> Exercise:
Once the line with "formatted like [628,123]." is found in the entries below, repeat it and each following line exactly, up to and including the line with "formatted like [503,138].". Add no other lines.

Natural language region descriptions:
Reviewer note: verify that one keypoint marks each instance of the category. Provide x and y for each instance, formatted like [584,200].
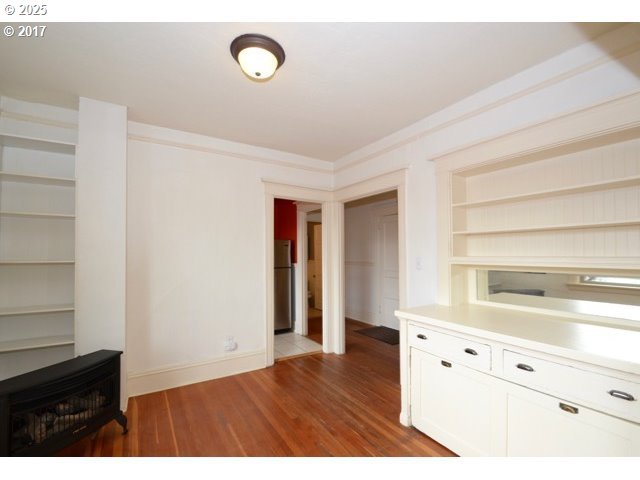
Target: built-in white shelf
[33,143]
[35,310]
[38,179]
[36,343]
[37,215]
[606,263]
[37,262]
[543,228]
[584,188]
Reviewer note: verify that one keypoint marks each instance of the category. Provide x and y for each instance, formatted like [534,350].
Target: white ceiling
[342,86]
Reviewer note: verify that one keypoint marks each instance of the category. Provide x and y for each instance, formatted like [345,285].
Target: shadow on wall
[626,56]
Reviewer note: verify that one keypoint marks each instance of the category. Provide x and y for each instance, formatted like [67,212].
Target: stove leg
[122,420]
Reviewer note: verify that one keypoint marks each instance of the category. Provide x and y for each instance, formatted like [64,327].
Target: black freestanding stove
[45,410]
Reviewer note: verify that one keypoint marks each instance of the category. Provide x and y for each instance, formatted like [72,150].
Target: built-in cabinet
[519,385]
[37,239]
[569,204]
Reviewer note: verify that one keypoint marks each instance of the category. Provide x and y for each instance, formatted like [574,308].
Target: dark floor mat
[384,334]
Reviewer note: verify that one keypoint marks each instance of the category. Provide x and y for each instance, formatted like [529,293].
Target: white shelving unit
[578,206]
[37,246]
[36,343]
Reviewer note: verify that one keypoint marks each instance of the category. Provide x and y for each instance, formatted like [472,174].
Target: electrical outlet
[230,345]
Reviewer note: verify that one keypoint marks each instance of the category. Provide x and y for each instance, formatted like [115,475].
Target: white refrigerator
[283,319]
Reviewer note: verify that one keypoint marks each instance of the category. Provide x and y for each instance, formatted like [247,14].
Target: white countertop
[607,346]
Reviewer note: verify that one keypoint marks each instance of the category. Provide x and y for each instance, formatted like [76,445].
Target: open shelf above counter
[36,343]
[37,179]
[543,228]
[38,215]
[37,262]
[604,263]
[34,143]
[35,310]
[569,190]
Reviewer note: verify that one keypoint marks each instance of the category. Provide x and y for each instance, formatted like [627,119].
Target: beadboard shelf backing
[37,262]
[580,204]
[544,152]
[37,179]
[36,343]
[36,310]
[588,187]
[574,264]
[32,143]
[61,216]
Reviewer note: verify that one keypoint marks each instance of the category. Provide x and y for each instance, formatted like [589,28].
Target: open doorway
[296,331]
[372,289]
[314,276]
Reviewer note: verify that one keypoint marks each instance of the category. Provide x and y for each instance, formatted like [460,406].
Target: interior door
[388,271]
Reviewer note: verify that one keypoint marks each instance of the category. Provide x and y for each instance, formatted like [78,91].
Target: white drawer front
[618,397]
[456,349]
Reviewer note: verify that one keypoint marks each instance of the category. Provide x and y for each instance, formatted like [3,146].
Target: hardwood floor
[318,405]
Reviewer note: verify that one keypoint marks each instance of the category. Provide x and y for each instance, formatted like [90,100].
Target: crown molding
[189,141]
[613,116]
[618,47]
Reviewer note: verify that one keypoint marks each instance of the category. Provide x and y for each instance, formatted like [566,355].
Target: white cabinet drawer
[541,425]
[456,349]
[612,395]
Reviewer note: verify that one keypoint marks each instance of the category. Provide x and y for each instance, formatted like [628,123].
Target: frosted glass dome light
[257,62]
[258,56]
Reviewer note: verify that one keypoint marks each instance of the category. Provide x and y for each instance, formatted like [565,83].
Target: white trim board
[140,383]
[583,58]
[140,132]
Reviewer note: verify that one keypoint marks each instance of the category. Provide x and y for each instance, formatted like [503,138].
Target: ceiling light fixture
[259,56]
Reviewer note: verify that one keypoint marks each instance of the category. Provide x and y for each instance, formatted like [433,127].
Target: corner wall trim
[150,381]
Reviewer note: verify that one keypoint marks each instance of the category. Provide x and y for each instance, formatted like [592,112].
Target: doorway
[297,279]
[372,279]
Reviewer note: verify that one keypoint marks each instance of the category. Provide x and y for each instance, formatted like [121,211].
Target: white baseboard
[139,383]
[361,315]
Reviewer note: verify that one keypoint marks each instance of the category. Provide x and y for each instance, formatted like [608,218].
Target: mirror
[593,294]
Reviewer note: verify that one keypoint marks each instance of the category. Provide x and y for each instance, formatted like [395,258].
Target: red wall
[285,224]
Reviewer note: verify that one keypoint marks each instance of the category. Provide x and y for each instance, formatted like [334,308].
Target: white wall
[101,169]
[196,254]
[361,262]
[576,79]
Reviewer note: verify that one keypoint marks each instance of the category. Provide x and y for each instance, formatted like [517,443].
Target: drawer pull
[622,395]
[568,408]
[525,367]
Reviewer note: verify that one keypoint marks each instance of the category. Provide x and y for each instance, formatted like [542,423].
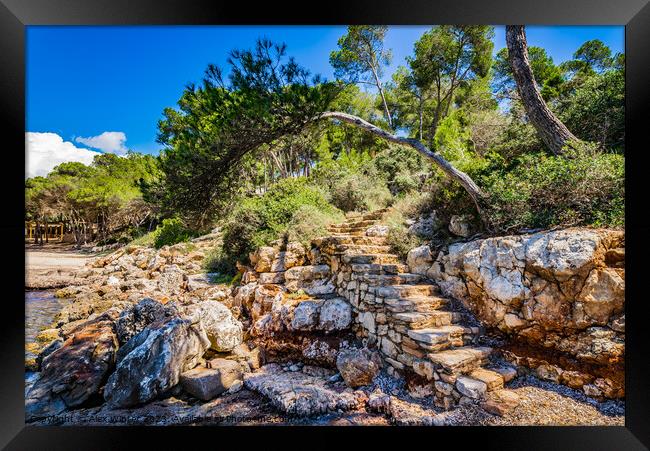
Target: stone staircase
[404,314]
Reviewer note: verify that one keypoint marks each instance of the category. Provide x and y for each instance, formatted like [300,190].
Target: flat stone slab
[471,387]
[435,335]
[460,359]
[206,383]
[299,394]
[492,379]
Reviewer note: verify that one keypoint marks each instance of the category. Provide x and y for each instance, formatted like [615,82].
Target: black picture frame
[15,15]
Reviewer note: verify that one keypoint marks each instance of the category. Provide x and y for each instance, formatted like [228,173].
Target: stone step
[436,335]
[357,222]
[460,360]
[377,214]
[357,240]
[371,258]
[342,229]
[416,320]
[378,281]
[492,379]
[415,304]
[345,233]
[379,269]
[361,249]
[404,291]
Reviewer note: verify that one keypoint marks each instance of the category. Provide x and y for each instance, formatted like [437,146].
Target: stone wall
[559,296]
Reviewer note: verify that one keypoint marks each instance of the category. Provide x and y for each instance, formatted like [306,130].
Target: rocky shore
[149,338]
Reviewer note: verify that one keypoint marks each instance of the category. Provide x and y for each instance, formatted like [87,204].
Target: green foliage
[596,110]
[172,231]
[403,168]
[360,192]
[211,140]
[361,55]
[399,238]
[108,193]
[548,76]
[260,220]
[582,187]
[309,222]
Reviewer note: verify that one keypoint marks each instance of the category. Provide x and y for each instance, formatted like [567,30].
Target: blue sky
[85,81]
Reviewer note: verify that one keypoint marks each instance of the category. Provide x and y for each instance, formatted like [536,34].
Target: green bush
[172,231]
[360,192]
[260,220]
[581,187]
[309,222]
[399,238]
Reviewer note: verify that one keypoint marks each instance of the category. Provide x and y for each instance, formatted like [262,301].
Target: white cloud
[111,142]
[46,150]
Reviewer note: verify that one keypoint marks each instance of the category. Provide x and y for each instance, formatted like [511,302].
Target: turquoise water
[40,309]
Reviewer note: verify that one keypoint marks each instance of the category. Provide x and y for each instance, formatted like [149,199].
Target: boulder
[216,378]
[305,316]
[76,370]
[223,330]
[425,226]
[501,402]
[296,393]
[602,295]
[358,367]
[335,314]
[151,362]
[460,226]
[470,387]
[135,318]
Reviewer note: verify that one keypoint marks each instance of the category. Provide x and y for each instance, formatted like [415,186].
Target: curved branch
[550,129]
[477,195]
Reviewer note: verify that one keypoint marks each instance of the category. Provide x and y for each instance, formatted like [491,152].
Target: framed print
[406,218]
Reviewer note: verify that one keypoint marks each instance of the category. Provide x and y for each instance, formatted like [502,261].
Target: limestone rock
[470,387]
[377,230]
[602,295]
[135,318]
[460,226]
[75,371]
[152,361]
[500,402]
[223,330]
[335,314]
[298,394]
[358,367]
[305,316]
[206,383]
[419,259]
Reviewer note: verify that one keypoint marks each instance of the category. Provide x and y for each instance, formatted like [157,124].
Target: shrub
[581,187]
[403,168]
[258,221]
[309,222]
[399,238]
[172,231]
[360,192]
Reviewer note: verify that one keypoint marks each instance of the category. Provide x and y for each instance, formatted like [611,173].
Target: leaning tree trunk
[550,129]
[472,188]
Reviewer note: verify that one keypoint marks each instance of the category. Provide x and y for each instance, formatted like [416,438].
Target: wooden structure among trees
[44,231]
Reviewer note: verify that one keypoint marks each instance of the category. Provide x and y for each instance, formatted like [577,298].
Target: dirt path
[51,266]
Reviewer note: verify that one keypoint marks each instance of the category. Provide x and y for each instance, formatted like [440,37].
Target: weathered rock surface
[76,370]
[223,330]
[135,318]
[151,362]
[358,367]
[561,290]
[297,393]
[207,382]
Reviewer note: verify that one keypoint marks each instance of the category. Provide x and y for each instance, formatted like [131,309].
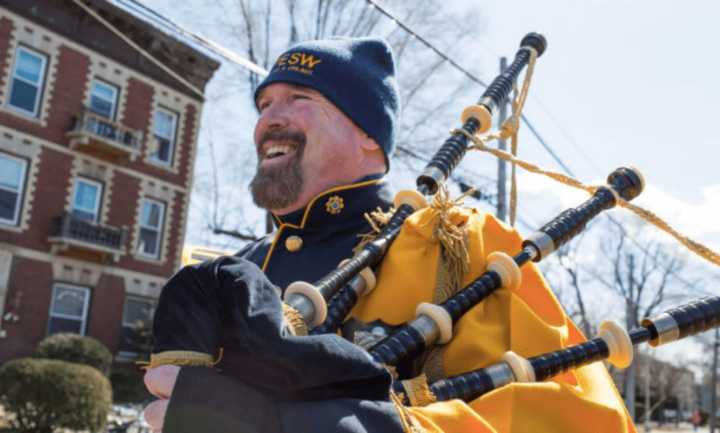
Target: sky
[621,83]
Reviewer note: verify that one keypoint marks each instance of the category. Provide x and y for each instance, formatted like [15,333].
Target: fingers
[155,414]
[160,381]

> Task answer:
Reviewer note: verify that one keypoint marks each instance of the category. Provide x and y for each instance, formatted like [628,123].
Target: frosted glass dome light
[257,62]
[258,56]
Reviewer note: verify that one keypoint marks each instance of the category. Provide x and y for each instance, formatted like [565,83].
Target: white trim board
[140,383]
[583,58]
[140,132]
Reviewer note: verify that one keypoint marks each instance of the category. Provide x and y for each instance, formatted like [503,138].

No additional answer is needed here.